Given exercise
Restate the material word for word and leave out anything that is a picture.

Data rows
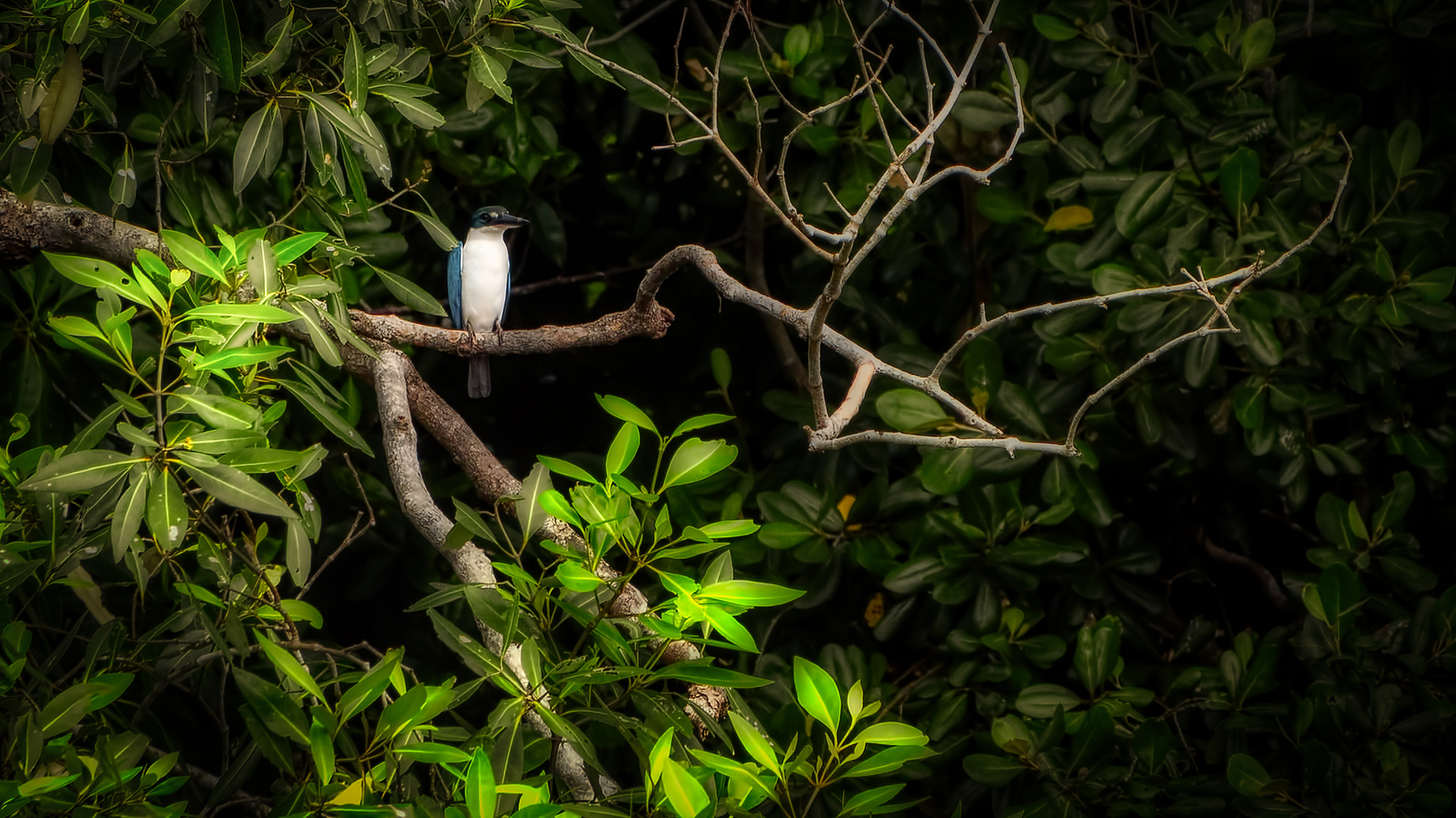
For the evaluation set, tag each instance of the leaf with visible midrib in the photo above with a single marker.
(817, 693)
(79, 472)
(238, 489)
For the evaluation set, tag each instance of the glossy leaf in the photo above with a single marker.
(698, 461)
(238, 489)
(817, 693)
(79, 472)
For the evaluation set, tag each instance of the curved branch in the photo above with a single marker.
(469, 562)
(30, 227)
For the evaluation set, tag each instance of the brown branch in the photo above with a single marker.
(1267, 581)
(469, 562)
(27, 229)
(650, 320)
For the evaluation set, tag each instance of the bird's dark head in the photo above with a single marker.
(495, 216)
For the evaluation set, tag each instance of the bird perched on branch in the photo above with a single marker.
(480, 283)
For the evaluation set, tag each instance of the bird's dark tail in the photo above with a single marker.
(481, 376)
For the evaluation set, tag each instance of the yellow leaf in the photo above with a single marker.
(352, 795)
(1069, 217)
(60, 101)
(876, 610)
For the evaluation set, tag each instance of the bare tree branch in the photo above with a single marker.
(27, 229)
(467, 560)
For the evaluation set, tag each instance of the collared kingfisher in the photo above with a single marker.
(480, 283)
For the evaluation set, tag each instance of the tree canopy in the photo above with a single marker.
(1021, 407)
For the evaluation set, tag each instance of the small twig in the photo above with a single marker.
(355, 530)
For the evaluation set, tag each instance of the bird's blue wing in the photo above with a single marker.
(505, 304)
(453, 287)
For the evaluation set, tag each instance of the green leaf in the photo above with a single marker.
(1053, 28)
(947, 470)
(527, 510)
(992, 770)
(526, 55)
(241, 357)
(721, 366)
(623, 411)
(1152, 743)
(1395, 504)
(76, 25)
(1097, 654)
(865, 802)
(755, 743)
(130, 510)
(1258, 41)
(1340, 595)
(280, 713)
(79, 472)
(698, 461)
(67, 709)
(1404, 150)
(817, 693)
(1129, 140)
(342, 121)
(889, 760)
(1002, 205)
(1143, 201)
(328, 417)
(295, 246)
(1435, 286)
(61, 98)
(708, 674)
(731, 629)
(623, 448)
(489, 73)
(238, 489)
(748, 595)
(433, 753)
(167, 511)
(124, 181)
(909, 409)
(567, 469)
(728, 529)
(287, 666)
(298, 557)
(319, 336)
(1239, 180)
(797, 44)
(369, 688)
(1042, 701)
(95, 273)
(262, 268)
(1247, 775)
(224, 41)
(701, 421)
(355, 72)
(192, 254)
(577, 578)
(239, 314)
(892, 732)
(982, 111)
(411, 295)
(320, 745)
(1119, 91)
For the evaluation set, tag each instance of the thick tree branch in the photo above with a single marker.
(27, 229)
(467, 560)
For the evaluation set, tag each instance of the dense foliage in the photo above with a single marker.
(1233, 601)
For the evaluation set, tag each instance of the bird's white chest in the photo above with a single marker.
(485, 274)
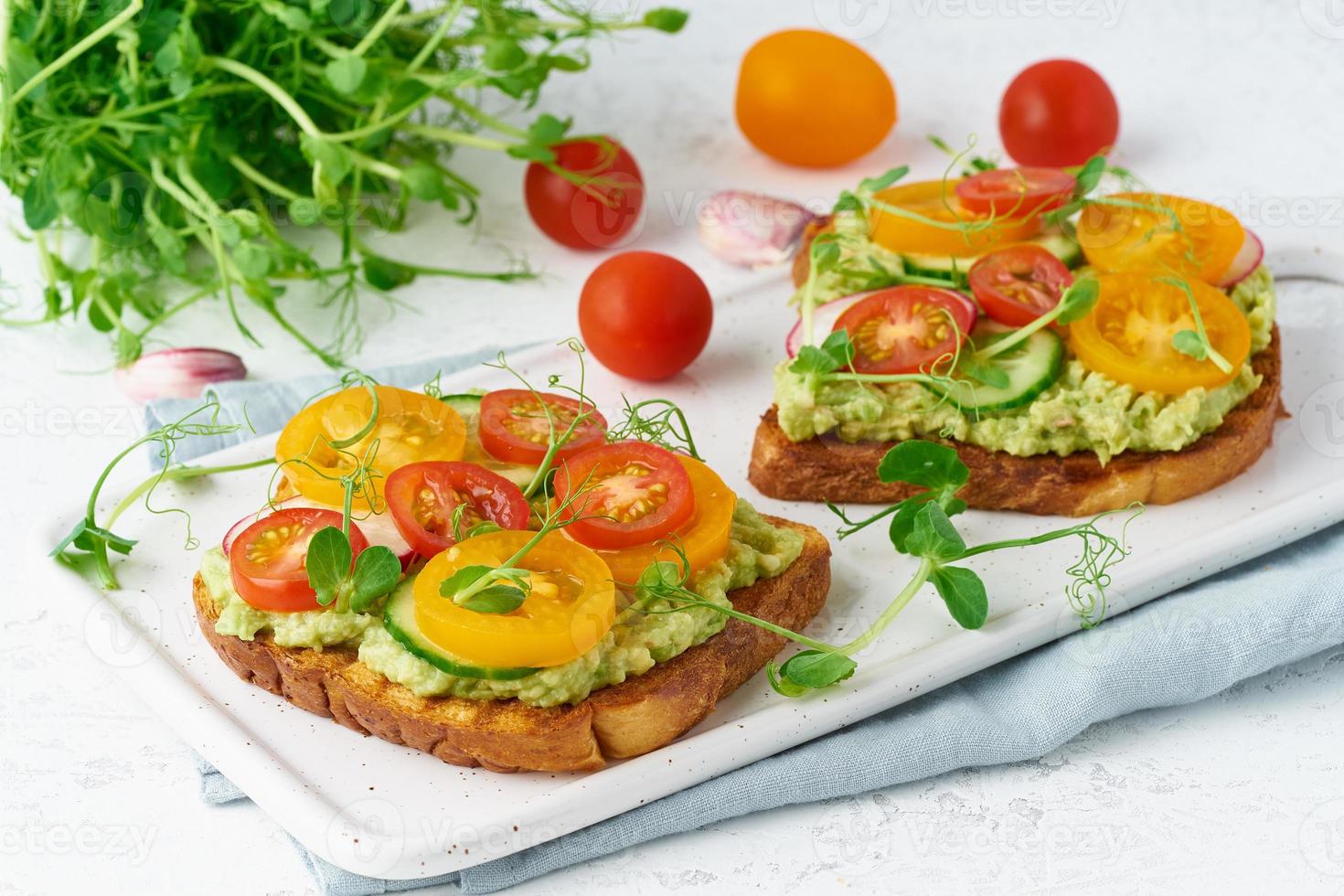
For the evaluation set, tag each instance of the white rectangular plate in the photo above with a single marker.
(386, 810)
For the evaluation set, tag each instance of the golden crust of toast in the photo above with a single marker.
(636, 716)
(827, 469)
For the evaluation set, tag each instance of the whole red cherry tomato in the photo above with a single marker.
(644, 315)
(597, 206)
(1058, 113)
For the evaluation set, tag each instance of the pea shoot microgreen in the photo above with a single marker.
(920, 527)
(1074, 304)
(969, 164)
(503, 589)
(94, 540)
(136, 123)
(1195, 341)
(346, 581)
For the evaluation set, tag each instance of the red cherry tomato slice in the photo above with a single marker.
(1019, 283)
(1017, 194)
(422, 498)
(268, 559)
(632, 493)
(515, 427)
(906, 328)
(595, 212)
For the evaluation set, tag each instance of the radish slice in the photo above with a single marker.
(826, 316)
(823, 320)
(1247, 260)
(378, 529)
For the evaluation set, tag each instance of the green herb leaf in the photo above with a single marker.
(903, 520)
(667, 19)
(964, 592)
(346, 73)
(882, 182)
(39, 199)
(934, 536)
(826, 252)
(529, 152)
(835, 354)
(1187, 341)
(328, 563)
(335, 159)
(383, 272)
(983, 371)
(377, 572)
(253, 261)
(817, 667)
(781, 684)
(1089, 176)
(549, 131)
(504, 54)
(484, 527)
(457, 581)
(925, 464)
(1078, 300)
(496, 600)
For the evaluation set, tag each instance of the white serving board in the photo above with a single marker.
(385, 810)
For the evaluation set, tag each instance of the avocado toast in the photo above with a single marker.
(555, 632)
(1160, 382)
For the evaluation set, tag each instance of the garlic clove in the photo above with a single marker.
(752, 229)
(177, 372)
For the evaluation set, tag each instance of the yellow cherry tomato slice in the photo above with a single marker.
(571, 604)
(937, 200)
(1153, 231)
(411, 427)
(1128, 335)
(703, 538)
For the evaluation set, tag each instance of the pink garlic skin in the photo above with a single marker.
(752, 229)
(177, 372)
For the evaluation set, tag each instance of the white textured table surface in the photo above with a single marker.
(1229, 100)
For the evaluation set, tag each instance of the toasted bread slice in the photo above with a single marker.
(623, 720)
(827, 469)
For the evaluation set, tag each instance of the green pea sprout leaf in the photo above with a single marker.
(146, 128)
(964, 592)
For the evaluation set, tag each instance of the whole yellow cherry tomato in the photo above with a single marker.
(815, 100)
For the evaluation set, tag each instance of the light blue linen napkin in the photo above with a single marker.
(1183, 647)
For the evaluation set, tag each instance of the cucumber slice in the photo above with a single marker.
(400, 621)
(1063, 248)
(1055, 242)
(1032, 367)
(466, 406)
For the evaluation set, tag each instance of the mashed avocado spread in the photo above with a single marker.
(1083, 411)
(638, 640)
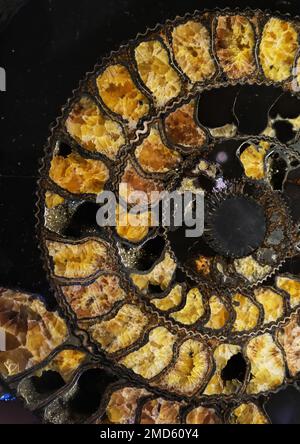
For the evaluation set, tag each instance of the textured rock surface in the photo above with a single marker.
(278, 49)
(156, 72)
(93, 130)
(191, 45)
(120, 94)
(79, 175)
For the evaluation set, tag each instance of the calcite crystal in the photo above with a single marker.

Answer to this problem
For the evaluation set, tag each instance of the leaf with visible midrib in the photo above with a single marker.
(817, 693)
(79, 472)
(238, 489)
For the evaluation set, tag each instance of the glossy leaf in the photo above with a single marker.
(698, 461)
(238, 489)
(817, 693)
(79, 472)
For the evaluation set, tag each instance of the curved branch in the photo above with a single marker.
(469, 562)
(30, 227)
For the evaluation set, tag each instance of the brown branch in the photo above with a single marker.
(1267, 581)
(469, 562)
(27, 229)
(650, 320)
For the evaluation set, tag each instance of the bird's dark head in the photo above with a single marker.
(495, 216)
For the evaluation set, tag each instance of the bird perched on branch in the photo above with a single marker.
(480, 283)
For the evaluation set, tag each instance of the bird's dark tail in the photo above with a single marker.
(481, 376)
For the evaluation set, tag each instance of the yellow leaf in the photo above with a single marker.
(352, 795)
(1069, 217)
(60, 101)
(876, 610)
For the evaluation set, tag each instance of the bare tree branch in the photo above with a single marker.
(27, 229)
(467, 560)
For the evaluation set, tag each instance of the collared kingfisher in the photo above with a single marker.
(480, 283)
For the evaluation set, tag each instance of the tree canopy in the photo above with a single marker.
(1021, 407)
For the evaluation set, tag each instance of the small twig in the photo above with a single marker.
(355, 530)
For the evaluation set, tag each instance of the bird's blue wing in the photo above with a single marker.
(505, 304)
(453, 287)
For the evaluation set, tag each instance of the green leaf in the photo above with a single marker.
(1053, 28)
(947, 470)
(527, 510)
(992, 770)
(526, 55)
(241, 357)
(721, 366)
(623, 411)
(1152, 743)
(1395, 504)
(76, 25)
(1097, 654)
(865, 802)
(755, 743)
(130, 510)
(1258, 41)
(1340, 595)
(280, 713)
(79, 472)
(698, 461)
(67, 709)
(1404, 150)
(817, 693)
(1129, 140)
(342, 121)
(889, 760)
(1002, 205)
(1143, 201)
(328, 417)
(295, 246)
(1435, 286)
(61, 98)
(708, 674)
(731, 629)
(623, 448)
(489, 73)
(238, 489)
(748, 595)
(433, 753)
(167, 511)
(124, 181)
(909, 409)
(567, 469)
(728, 529)
(287, 666)
(298, 557)
(319, 336)
(1239, 180)
(797, 44)
(369, 688)
(1042, 701)
(95, 273)
(262, 268)
(1247, 775)
(224, 41)
(701, 421)
(355, 72)
(192, 254)
(577, 578)
(239, 314)
(892, 732)
(982, 111)
(411, 295)
(320, 745)
(1119, 91)
For the evaluation set, tag each instance of the thick tree branch in the photo above with a single marker.
(27, 229)
(467, 560)
For the evaluation set, tag each instance of the dense foliage in the photo above with a single marker.
(1233, 601)
For the evaluation set, tag each instance of the bird's white chest in the photo above with a single marker.
(485, 274)
For the evaluation set, tag each instance of the white rectangular plate in the photo above with a single marker.
(386, 810)
For the evaluation set, tag each instance of the golden crust of toast in the photo above with a single marker.
(636, 716)
(827, 469)
For the evaluation set, tag each instance of the whole red cherry tomato in the photo above with a single marker.
(644, 315)
(597, 206)
(1058, 113)
For the evaluation set, tag each instance of the pea shoot microgreen in the photo above with a single marker.
(920, 527)
(1074, 304)
(969, 164)
(503, 589)
(94, 540)
(136, 123)
(1195, 341)
(346, 581)
For the evaluation set, tag each instance of the red cherry tomato slice in the photo above with a single marker.
(1019, 283)
(1017, 194)
(422, 498)
(268, 559)
(632, 493)
(515, 427)
(906, 328)
(595, 212)
For the evaluation set, tag each instance of the radish slice in the photo above with a single marker.
(826, 316)
(823, 320)
(1247, 260)
(378, 529)
For the evaluation set, tag each instance of the green herb leaf in the photo above with a single marker.
(903, 520)
(667, 19)
(964, 592)
(346, 73)
(882, 182)
(39, 199)
(934, 536)
(826, 252)
(529, 152)
(835, 354)
(1187, 341)
(328, 563)
(335, 159)
(383, 272)
(983, 371)
(377, 572)
(253, 261)
(817, 667)
(781, 684)
(1089, 176)
(549, 131)
(504, 54)
(484, 527)
(457, 581)
(925, 464)
(1078, 300)
(496, 600)
For the evaluation set, tag each instance of the white serving board in the photo above with a single marker.
(385, 810)
For the evaluation set, tag each instance of the avocado toast in the photo above with a single marker.
(555, 632)
(1160, 382)
For the evaluation set, tag each instance of the garlic clove in the photo above with a single marker.
(752, 229)
(177, 372)
For the evaluation set, tag each instance of the yellow cherry tomato slice in the photo above with a single marker.
(571, 604)
(937, 200)
(1153, 231)
(411, 427)
(1128, 335)
(703, 538)
For the evaluation set, tag each instance of the pink garlic skin in the photo above with a single marker.
(752, 229)
(177, 372)
For the evaluation set, tag each instance of the white textured table surface in the photo above with a single marker.
(1229, 100)
For the evaluation set, tag each instance of the toasted bread slice in the photo above with a single marker.
(623, 720)
(827, 469)
For the evaluation set, tag each instance of the green pea sprout leaf in the photo above with a single marker.
(146, 128)
(964, 592)
For the evaluation set, tag each instance of the whole yellow cherry tomato in the photo above with a single marker.
(815, 100)
For the evaluation set, tag each instance of the light blue linen napkin in the photo above with a single marker.
(1183, 647)
For the evaluation set, tag each instance of the cucumber slice in the photo above with a single marker.
(400, 621)
(1063, 248)
(1055, 242)
(1032, 367)
(466, 406)
For the evaluation set, tag each instance of the mashed avocado spread in the photo above with a single marker.
(1083, 411)
(638, 640)
For the evaluation set, tag each instance of the textured rock surface in the photo above with a single marker.
(278, 49)
(156, 72)
(93, 130)
(191, 45)
(120, 94)
(79, 175)
For the evaluation set, tag each instance of the calcite crystal in the photo above with a single marker.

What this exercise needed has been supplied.